# Dataset

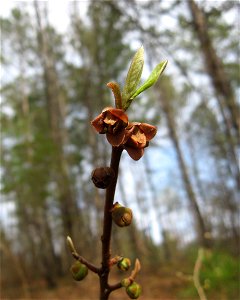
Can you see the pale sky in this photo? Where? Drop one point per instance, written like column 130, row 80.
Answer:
column 58, row 10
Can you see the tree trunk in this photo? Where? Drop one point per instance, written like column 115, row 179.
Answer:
column 221, row 85
column 200, row 225
column 55, row 106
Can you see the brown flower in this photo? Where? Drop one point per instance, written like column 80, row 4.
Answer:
column 113, row 122
column 137, row 138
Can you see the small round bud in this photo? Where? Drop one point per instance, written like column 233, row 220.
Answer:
column 124, row 264
column 122, row 216
column 102, row 177
column 79, row 271
column 126, row 282
column 134, row 290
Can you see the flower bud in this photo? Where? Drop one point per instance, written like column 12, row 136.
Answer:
column 122, row 216
column 126, row 282
column 102, row 177
column 79, row 271
column 124, row 264
column 134, row 290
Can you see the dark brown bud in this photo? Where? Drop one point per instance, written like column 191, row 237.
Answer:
column 124, row 264
column 102, row 177
column 79, row 271
column 134, row 290
column 122, row 216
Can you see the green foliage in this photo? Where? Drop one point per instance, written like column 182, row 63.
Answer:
column 219, row 275
column 133, row 77
column 151, row 79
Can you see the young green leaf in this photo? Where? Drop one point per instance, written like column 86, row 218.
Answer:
column 134, row 75
column 151, row 79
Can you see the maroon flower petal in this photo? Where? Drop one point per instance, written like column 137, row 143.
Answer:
column 149, row 130
column 116, row 139
column 119, row 113
column 97, row 123
column 135, row 153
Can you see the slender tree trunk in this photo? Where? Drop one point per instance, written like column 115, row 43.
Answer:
column 221, row 85
column 200, row 225
column 55, row 105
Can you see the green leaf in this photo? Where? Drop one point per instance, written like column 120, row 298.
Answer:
column 134, row 75
column 151, row 79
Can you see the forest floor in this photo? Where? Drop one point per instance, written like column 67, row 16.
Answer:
column 155, row 287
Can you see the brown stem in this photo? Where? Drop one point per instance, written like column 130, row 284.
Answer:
column 105, row 289
column 90, row 266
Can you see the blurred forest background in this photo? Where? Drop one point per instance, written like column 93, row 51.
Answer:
column 183, row 192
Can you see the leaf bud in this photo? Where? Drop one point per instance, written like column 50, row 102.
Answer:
column 134, row 290
column 126, row 282
column 122, row 216
column 102, row 177
column 79, row 271
column 124, row 264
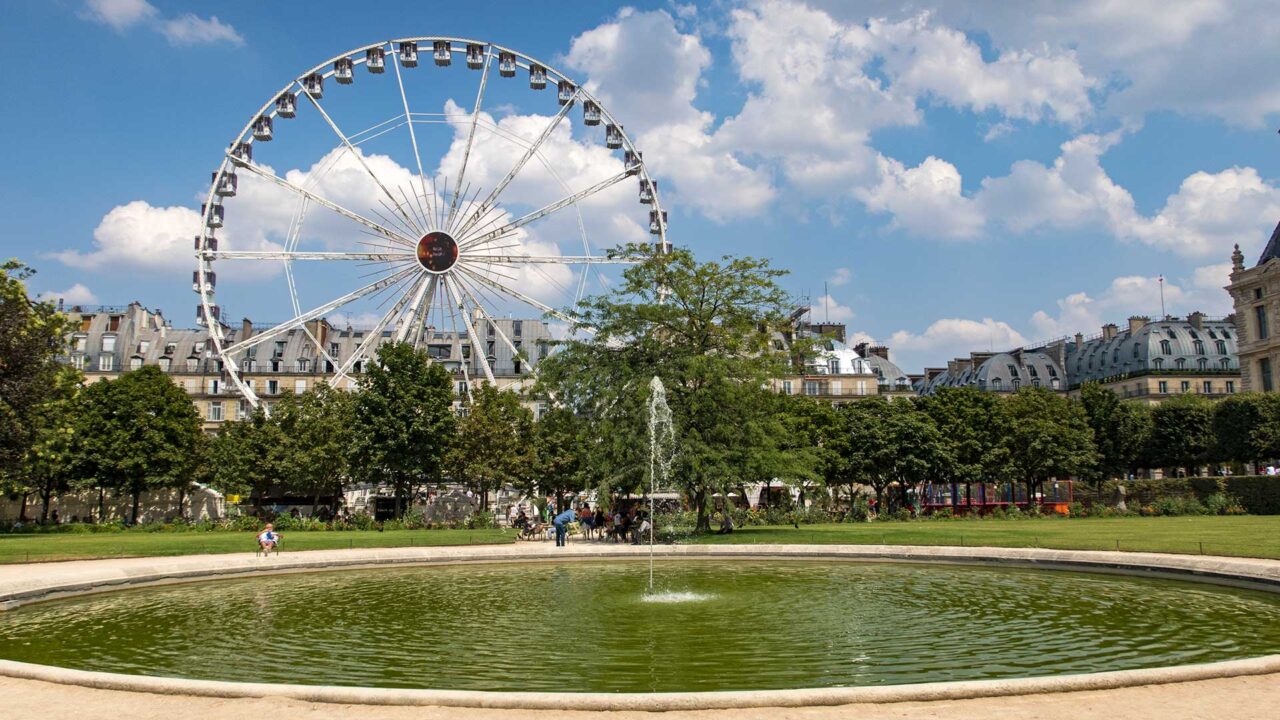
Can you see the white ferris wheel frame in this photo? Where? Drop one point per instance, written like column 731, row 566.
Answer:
column 462, row 286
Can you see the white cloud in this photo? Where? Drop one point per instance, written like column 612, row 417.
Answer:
column 952, row 337
column 119, row 14
column 74, row 295
column 827, row 309
column 183, row 30
column 191, row 30
column 924, row 200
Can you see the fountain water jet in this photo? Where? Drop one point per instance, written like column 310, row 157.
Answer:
column 662, row 443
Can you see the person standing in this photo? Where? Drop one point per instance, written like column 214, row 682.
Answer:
column 561, row 523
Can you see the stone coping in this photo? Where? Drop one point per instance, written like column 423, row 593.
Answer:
column 21, row 584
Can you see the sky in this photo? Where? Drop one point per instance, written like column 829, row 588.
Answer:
column 944, row 177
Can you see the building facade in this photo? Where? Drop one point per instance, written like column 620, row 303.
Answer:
column 1255, row 294
column 108, row 341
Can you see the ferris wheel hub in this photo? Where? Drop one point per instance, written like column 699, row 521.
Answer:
column 437, row 251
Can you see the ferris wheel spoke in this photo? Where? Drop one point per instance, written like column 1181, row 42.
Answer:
column 545, row 210
column 318, row 311
column 296, row 255
column 515, row 169
column 512, row 292
column 480, row 308
column 323, row 201
column 471, row 136
column 464, row 359
column 545, row 259
column 471, row 331
column 355, row 153
column 376, row 333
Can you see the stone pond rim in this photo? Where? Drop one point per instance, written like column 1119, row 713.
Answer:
column 19, row 584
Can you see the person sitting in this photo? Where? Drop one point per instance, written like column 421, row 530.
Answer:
column 268, row 540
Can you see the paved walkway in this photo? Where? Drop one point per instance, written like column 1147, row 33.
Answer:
column 1235, row 697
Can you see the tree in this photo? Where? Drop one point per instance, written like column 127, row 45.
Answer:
column 892, row 443
column 403, row 422
column 1048, row 437
column 248, row 456
column 705, row 329
column 316, row 429
column 1182, row 433
column 494, row 443
column 138, row 432
column 32, row 335
column 560, row 450
column 973, row 425
column 51, row 460
column 1120, row 431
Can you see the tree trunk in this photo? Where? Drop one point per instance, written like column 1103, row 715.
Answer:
column 704, row 522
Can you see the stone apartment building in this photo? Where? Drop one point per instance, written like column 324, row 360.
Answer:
column 1256, row 296
column 112, row 340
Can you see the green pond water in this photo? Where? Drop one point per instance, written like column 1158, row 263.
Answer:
column 581, row 627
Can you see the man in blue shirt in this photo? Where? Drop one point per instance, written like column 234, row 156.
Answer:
column 561, row 523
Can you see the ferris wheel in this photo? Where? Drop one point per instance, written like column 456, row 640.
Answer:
column 417, row 249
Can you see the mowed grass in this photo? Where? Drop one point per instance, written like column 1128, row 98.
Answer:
column 42, row 547
column 1242, row 536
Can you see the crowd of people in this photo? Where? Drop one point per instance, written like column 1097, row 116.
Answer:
column 620, row 524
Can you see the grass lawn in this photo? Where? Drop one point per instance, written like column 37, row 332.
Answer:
column 21, row 547
column 1244, row 536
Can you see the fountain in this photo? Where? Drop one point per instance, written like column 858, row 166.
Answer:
column 662, row 450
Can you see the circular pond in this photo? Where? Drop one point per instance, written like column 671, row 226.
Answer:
column 590, row 627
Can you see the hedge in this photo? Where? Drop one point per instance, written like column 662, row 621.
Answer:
column 1258, row 495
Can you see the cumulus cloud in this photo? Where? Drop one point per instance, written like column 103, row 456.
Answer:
column 952, row 337
column 74, row 295
column 183, row 30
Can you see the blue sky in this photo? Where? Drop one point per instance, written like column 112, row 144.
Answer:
column 959, row 177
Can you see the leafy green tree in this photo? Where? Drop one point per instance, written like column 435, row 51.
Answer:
column 494, row 443
column 561, row 451
column 1120, row 431
column 32, row 336
column 1048, row 437
column 316, row 428
column 973, row 425
column 403, row 422
column 51, row 460
column 248, row 456
column 1182, row 433
column 892, row 443
column 137, row 433
column 1237, row 420
column 705, row 329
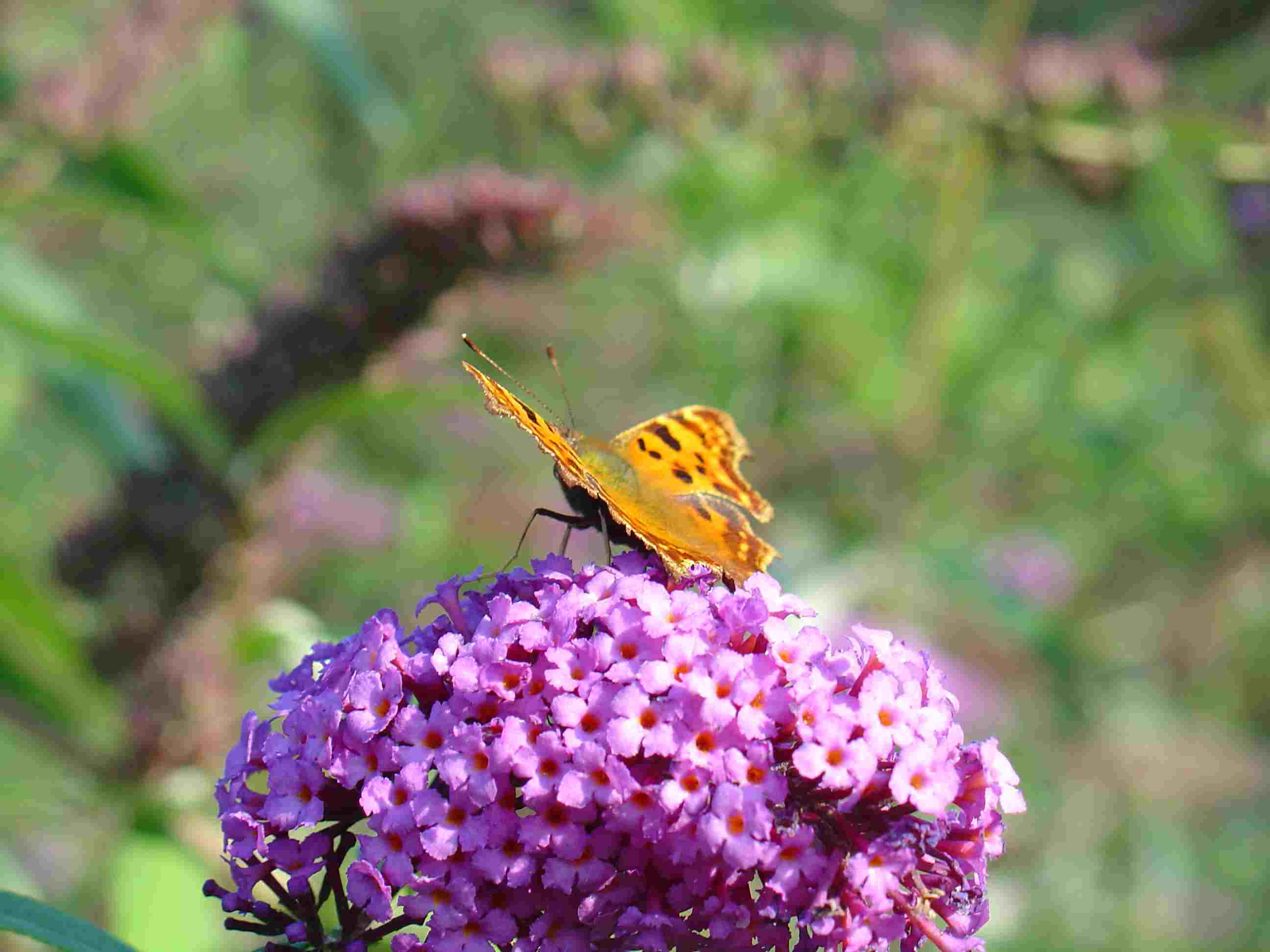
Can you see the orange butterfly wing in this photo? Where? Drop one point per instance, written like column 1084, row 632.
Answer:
column 503, row 403
column 692, row 450
column 705, row 524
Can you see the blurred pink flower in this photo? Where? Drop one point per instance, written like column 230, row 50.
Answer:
column 314, row 508
column 1033, row 567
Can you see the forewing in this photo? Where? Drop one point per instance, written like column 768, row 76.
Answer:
column 695, row 450
column 503, row 403
column 687, row 528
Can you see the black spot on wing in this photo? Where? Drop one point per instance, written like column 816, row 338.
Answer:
column 662, row 433
column 534, row 417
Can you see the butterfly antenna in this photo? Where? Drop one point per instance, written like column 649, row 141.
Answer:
column 564, row 393
column 494, row 363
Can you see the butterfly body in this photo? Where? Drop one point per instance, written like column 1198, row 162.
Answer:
column 671, row 484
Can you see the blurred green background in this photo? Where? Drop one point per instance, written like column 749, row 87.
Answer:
column 983, row 284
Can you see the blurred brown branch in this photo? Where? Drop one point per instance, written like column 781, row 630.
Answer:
column 167, row 524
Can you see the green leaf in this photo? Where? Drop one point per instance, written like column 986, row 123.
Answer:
column 28, row 917
column 127, row 172
column 320, row 24
column 1180, row 209
column 36, row 304
column 42, row 662
column 157, row 898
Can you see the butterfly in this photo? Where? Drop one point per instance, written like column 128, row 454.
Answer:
column 670, row 485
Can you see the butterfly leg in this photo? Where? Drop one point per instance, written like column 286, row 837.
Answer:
column 573, row 522
column 609, row 545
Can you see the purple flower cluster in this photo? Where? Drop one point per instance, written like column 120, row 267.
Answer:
column 589, row 760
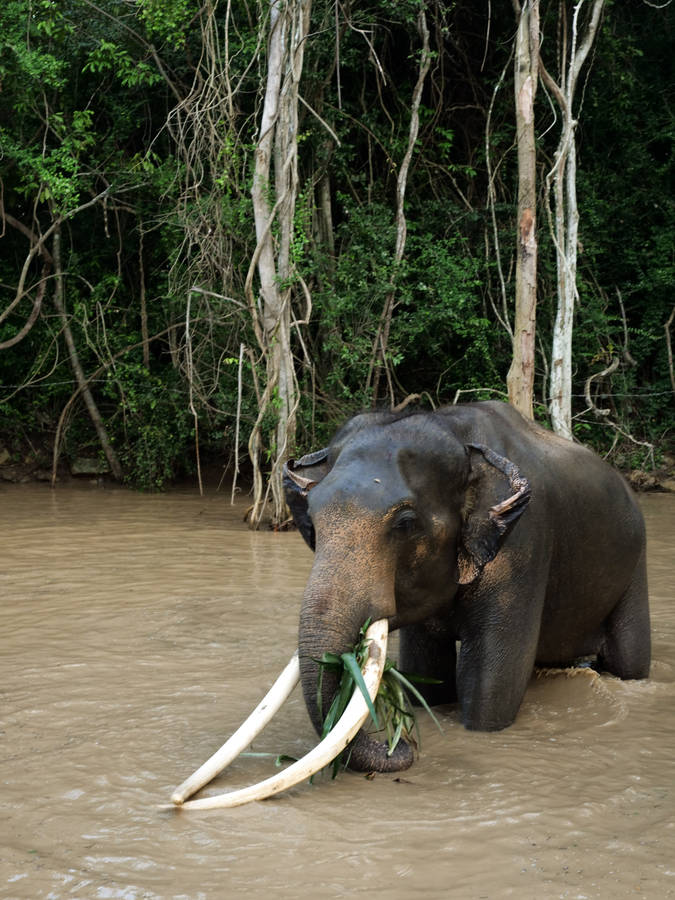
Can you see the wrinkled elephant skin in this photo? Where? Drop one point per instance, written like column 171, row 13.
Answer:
column 469, row 524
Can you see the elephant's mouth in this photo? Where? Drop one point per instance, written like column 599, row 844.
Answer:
column 324, row 753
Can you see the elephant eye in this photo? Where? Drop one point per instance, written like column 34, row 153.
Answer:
column 405, row 521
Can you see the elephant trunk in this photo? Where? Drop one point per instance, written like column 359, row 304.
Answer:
column 332, row 615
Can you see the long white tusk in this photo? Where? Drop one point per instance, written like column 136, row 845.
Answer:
column 244, row 735
column 325, row 752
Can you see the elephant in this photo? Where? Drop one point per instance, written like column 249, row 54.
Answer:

# What to produce
Quote the part of the listing that begins with the line containing "Can you see the ferris wheel spoke" and ends with the line containing "column 323, row 201", both of those lines included.

# Task result
Can you see the ferris wheel spoke in this photo? Where? Drop one point per instance, written like column 1181, row 42.
Answer:
column 545, row 210
column 318, row 311
column 296, row 255
column 515, row 169
column 512, row 292
column 480, row 308
column 323, row 201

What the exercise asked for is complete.